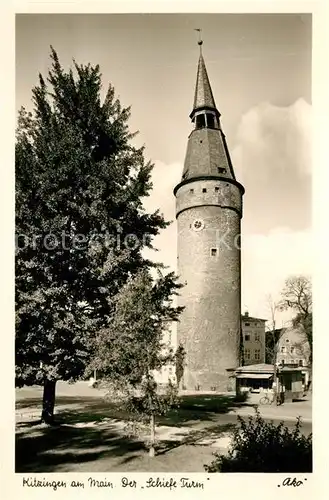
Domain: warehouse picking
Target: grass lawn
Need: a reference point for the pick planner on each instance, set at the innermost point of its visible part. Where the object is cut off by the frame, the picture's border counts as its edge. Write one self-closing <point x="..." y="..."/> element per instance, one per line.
<point x="91" y="438"/>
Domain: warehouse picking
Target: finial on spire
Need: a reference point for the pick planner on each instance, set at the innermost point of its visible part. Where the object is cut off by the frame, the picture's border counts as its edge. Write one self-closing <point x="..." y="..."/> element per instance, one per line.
<point x="200" y="41"/>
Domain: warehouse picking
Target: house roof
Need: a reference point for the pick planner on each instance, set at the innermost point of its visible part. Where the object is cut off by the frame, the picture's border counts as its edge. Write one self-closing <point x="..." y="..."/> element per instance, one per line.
<point x="260" y="368"/>
<point x="251" y="318"/>
<point x="265" y="368"/>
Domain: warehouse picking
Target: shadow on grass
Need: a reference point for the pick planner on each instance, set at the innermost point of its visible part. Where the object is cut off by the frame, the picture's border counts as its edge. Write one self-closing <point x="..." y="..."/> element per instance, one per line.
::::::::
● TASK BRIEF
Make an exact copy of the data, leaving its pictures out.

● ANSWER IN FULL
Domain: warehouse picking
Target: grass lawn
Need: a reference point for the pick planner on each instance, set at the innermost point of its visible part. Where the object is cut off by the frame, the picture's border counts as its edge. Write one self-closing <point x="..." y="..."/> element per instance, one per line.
<point x="91" y="438"/>
Domain: warehouse picking
Target: finial on spire
Need: a reference point for the pick planner on each instance, set at the innermost point of its visible part. Where the object is cut off by the frame, the picture's border counts as its edge. Write one self-closing <point x="..." y="..."/> element per instance, one per line.
<point x="200" y="41"/>
Domain: warehouse picking
Target: house roof
Need: a reference point for the pick planner on each instance, set at the innermost point of its visible part. Where the object is cut off by the frame, the picture's border counts as its edge. Write one self-closing <point x="..." y="..."/> element per instance, one per line.
<point x="260" y="368"/>
<point x="251" y="318"/>
<point x="265" y="368"/>
Domain: warehouse picking
Target: shadow on grass
Need: a reference point for the pick planner on each instance, set at the innermost point of its visible part. Where the object is cut off by the frame, the picture's border counts as its edge. Write one self-closing <point x="..." y="..."/> element per instance, one per line.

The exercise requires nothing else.